> [Exercise description]:
Provide an exact transcription of all the records.

> [Exercise data]:
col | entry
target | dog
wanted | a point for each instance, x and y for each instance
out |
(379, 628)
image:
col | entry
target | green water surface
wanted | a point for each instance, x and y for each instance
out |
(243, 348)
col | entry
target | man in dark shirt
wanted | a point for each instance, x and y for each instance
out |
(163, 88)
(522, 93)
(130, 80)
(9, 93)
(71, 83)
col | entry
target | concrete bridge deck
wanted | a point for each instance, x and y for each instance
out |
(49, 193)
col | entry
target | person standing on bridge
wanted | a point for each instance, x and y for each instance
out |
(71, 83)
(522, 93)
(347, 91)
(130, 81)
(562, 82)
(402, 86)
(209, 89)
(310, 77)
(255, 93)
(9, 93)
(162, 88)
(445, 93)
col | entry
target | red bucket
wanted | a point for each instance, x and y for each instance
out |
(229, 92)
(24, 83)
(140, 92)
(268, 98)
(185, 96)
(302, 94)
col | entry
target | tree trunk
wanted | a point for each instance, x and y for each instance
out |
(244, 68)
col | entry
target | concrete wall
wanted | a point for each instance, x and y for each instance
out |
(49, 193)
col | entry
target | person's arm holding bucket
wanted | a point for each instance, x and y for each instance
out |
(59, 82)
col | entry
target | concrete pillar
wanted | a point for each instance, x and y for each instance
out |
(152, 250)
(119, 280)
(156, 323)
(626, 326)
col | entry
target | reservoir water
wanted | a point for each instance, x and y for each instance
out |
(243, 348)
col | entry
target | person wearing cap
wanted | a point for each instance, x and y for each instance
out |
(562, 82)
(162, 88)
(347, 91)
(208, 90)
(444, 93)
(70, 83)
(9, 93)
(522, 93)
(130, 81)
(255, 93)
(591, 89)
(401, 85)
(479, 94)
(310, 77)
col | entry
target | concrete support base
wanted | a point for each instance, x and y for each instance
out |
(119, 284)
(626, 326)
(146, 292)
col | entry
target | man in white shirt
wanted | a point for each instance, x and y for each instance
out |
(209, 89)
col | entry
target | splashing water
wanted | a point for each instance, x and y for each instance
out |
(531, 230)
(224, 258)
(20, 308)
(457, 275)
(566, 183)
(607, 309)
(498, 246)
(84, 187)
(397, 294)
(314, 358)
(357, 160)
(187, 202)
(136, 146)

> [Task solution]:
col | entry
target | dog
wanted | a point for each instance, x and y for each instance
out |
(379, 628)
image:
col | entry
target | green water surface
wanted | a point for each instance, x and y for each instance
out |
(243, 348)
col | entry
target | man in dark shirt
wanted | a point for each instance, x and y for each instance
out |
(163, 88)
(522, 93)
(130, 80)
(9, 93)
(71, 83)
col | entry
target | concrete bridge deck
wanted | a point for each instance, x and y for each instance
out |
(49, 193)
col | entry
target | person standing on bridge
wanted | a point for each instance, x and y for each instance
out |
(71, 83)
(522, 93)
(347, 91)
(130, 81)
(562, 82)
(402, 86)
(209, 89)
(310, 77)
(255, 93)
(9, 93)
(162, 88)
(445, 93)
col | entry
target | red bucket
wanted | a point for each instance, x and y for each instance
out |
(229, 92)
(24, 83)
(140, 92)
(268, 98)
(185, 96)
(302, 94)
col | entry
target | tree trunk
wanted | a point for each instance, x and y for each instance
out |
(244, 68)
col | entry
target | concrete wall
wanted | a point for each instance, x and y for each instance
out |
(49, 193)
col | entry
target | person's arm holding bucket
wanted | a point for each instance, x and y for each instance
out |
(59, 82)
col | entry
target | concrete pillar
wanted | a point for each instance, x and y for each instance
out |
(152, 250)
(119, 280)
(156, 323)
(626, 326)
col | entry
target | reservoir water
wanted | a point for each instance, x and y for each instance
out |
(243, 348)
col | entry
target | person wearing cap
wanted | a point for each instance, x and y for each instance
out |
(562, 82)
(162, 88)
(347, 91)
(208, 90)
(444, 93)
(70, 83)
(9, 93)
(522, 93)
(130, 81)
(255, 93)
(591, 89)
(401, 85)
(479, 94)
(310, 77)
col | entry
target | concrete support base
wanted | a point for each instance, x and y for each instance
out |
(119, 284)
(626, 326)
(146, 292)
col | entry
target | man in white shirt
wanted | a point for each instance, x and y for each instance
out |
(209, 89)
col | entry
target | splashing water
wanted | a point for each instance, x and y for each instance
out |
(531, 230)
(224, 258)
(20, 308)
(457, 275)
(566, 183)
(607, 309)
(498, 246)
(84, 187)
(397, 294)
(314, 358)
(357, 160)
(187, 202)
(136, 146)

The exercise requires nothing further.